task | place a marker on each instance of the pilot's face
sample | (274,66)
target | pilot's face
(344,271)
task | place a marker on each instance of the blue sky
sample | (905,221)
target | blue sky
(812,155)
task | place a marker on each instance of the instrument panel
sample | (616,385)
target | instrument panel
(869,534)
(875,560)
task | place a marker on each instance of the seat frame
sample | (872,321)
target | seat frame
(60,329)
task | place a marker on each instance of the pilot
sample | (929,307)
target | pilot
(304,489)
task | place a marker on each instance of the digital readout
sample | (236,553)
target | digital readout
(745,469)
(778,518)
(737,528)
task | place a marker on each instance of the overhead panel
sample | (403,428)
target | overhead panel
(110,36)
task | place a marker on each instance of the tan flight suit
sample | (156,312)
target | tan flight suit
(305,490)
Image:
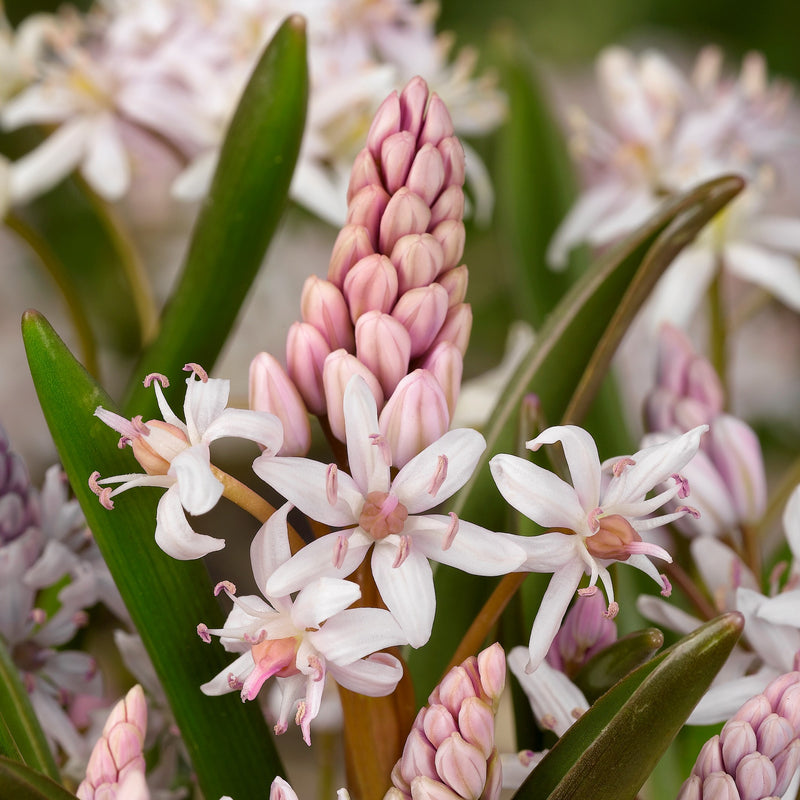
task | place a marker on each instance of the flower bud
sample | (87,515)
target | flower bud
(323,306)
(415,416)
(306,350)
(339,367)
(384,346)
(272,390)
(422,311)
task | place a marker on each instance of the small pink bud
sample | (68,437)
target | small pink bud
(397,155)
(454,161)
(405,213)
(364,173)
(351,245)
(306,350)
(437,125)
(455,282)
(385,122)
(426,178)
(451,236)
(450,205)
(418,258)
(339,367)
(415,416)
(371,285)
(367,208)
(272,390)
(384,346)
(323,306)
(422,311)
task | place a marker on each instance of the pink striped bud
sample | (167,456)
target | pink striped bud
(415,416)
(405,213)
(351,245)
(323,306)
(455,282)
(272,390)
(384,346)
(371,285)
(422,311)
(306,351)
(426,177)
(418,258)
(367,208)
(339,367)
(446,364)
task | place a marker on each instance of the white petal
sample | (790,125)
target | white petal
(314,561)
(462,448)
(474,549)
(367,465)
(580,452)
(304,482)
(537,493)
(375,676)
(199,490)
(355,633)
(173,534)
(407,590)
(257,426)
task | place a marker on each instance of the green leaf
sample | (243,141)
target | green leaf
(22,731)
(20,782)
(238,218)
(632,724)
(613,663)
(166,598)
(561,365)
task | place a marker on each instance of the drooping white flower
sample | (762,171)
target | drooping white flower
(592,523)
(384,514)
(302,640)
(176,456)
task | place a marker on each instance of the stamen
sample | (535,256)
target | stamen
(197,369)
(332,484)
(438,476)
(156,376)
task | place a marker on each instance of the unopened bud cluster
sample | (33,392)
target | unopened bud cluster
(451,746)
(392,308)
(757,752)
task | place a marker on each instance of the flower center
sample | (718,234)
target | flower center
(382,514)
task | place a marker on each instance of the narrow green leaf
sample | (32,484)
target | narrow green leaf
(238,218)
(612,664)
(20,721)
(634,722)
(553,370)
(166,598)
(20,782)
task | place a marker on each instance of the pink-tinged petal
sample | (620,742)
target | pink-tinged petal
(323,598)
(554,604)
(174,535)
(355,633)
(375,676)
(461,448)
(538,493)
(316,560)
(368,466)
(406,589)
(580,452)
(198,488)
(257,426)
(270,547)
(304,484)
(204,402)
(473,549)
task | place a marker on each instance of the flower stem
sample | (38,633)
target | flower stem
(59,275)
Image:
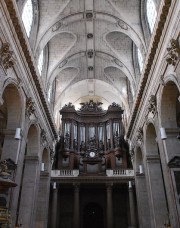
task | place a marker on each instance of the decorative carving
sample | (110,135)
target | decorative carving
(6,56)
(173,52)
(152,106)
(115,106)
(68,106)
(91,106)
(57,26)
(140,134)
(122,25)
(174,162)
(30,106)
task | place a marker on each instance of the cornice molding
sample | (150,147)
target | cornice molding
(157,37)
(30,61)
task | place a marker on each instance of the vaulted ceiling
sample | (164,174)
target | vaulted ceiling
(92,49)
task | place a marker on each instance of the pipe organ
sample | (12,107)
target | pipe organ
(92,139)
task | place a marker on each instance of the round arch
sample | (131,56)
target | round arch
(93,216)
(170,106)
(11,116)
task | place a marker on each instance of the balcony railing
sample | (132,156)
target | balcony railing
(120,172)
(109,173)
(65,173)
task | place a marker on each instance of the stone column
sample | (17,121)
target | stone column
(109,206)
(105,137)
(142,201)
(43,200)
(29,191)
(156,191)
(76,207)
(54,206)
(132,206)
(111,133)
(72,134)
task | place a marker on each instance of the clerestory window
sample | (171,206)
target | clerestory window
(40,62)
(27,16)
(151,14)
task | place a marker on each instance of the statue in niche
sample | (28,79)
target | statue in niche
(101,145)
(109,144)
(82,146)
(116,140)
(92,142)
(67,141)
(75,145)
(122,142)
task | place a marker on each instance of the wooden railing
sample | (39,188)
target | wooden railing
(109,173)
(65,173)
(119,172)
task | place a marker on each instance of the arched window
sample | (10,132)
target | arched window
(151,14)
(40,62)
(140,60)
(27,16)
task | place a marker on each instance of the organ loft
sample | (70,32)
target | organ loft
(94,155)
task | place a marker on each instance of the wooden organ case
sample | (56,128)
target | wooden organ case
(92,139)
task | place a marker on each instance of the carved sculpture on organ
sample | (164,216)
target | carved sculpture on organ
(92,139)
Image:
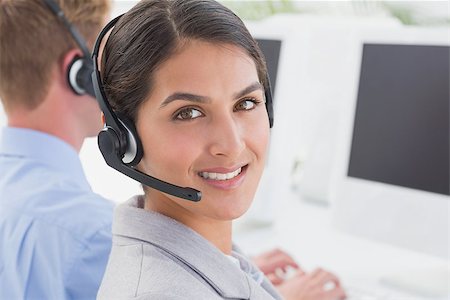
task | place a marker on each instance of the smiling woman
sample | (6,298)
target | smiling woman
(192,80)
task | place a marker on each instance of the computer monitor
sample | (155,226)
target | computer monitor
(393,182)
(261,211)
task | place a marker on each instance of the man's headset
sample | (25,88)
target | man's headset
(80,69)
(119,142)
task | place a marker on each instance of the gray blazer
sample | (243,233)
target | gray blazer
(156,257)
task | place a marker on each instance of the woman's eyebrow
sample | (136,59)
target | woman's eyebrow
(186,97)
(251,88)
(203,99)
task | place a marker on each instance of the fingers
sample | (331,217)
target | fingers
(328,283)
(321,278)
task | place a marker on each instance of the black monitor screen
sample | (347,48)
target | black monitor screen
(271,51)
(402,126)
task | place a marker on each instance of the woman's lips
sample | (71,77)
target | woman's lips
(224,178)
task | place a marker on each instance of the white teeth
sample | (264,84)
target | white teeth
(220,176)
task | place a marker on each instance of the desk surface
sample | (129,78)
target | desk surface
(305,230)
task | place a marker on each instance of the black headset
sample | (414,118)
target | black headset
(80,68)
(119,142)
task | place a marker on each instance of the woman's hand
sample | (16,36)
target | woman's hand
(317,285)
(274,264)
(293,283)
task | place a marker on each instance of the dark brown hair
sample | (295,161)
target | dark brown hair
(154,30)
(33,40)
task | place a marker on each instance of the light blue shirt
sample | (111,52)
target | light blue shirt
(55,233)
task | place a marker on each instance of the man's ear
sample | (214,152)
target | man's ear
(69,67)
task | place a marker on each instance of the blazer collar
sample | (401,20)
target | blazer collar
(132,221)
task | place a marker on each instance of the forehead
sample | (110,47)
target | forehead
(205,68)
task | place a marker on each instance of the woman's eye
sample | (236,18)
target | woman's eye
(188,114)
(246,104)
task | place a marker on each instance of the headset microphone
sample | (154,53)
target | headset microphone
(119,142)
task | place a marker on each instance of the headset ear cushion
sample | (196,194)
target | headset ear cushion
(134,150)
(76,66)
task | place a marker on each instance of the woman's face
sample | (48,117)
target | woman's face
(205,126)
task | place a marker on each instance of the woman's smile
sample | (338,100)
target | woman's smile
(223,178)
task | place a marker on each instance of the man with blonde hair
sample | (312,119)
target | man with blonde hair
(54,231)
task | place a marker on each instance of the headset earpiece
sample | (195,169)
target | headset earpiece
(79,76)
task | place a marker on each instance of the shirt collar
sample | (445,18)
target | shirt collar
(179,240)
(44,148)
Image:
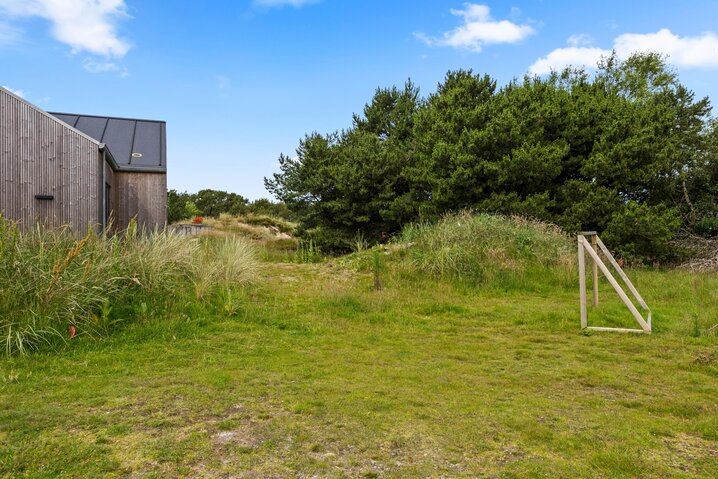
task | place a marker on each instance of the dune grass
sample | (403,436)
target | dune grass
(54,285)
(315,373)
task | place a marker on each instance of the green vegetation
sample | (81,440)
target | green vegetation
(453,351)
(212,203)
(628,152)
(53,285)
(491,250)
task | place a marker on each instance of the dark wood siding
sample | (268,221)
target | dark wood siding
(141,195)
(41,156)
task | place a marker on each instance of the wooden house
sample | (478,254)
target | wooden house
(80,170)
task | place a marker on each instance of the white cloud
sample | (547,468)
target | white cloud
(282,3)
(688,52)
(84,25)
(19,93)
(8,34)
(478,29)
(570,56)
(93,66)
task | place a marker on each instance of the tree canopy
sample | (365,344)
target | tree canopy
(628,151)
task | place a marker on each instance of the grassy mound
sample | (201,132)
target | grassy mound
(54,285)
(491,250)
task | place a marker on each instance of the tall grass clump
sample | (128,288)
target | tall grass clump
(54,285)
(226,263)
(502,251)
================================
> What the task asks:
Scale the material from the line containing "the white cloud" through its end, copying every line, requests included, and leaving the sample points unchanged. Multiply each coordinate in the answers by 2.5 and round to whole numbers, with halves rounded up.

> Full output:
task | place a marker on each instance of the white cloud
sample | (547,468)
target | white cloud
(705,8)
(1720,130)
(210,63)
(48,233)
(20,85)
(1195,73)
(1425,140)
(233,165)
task | place a marker on each instance of the tree canopy
sample | (365,344)
target | tree canopy
(1570,378)
task | place a marker on each instance of the grassy mound
sample | (201,132)
target | grassy mound
(135,713)
(1228,625)
task | place a marker on each instance of the tall grass clump
sample | (128,288)
target | tall grass clump
(135,713)
(565,658)
(1255,628)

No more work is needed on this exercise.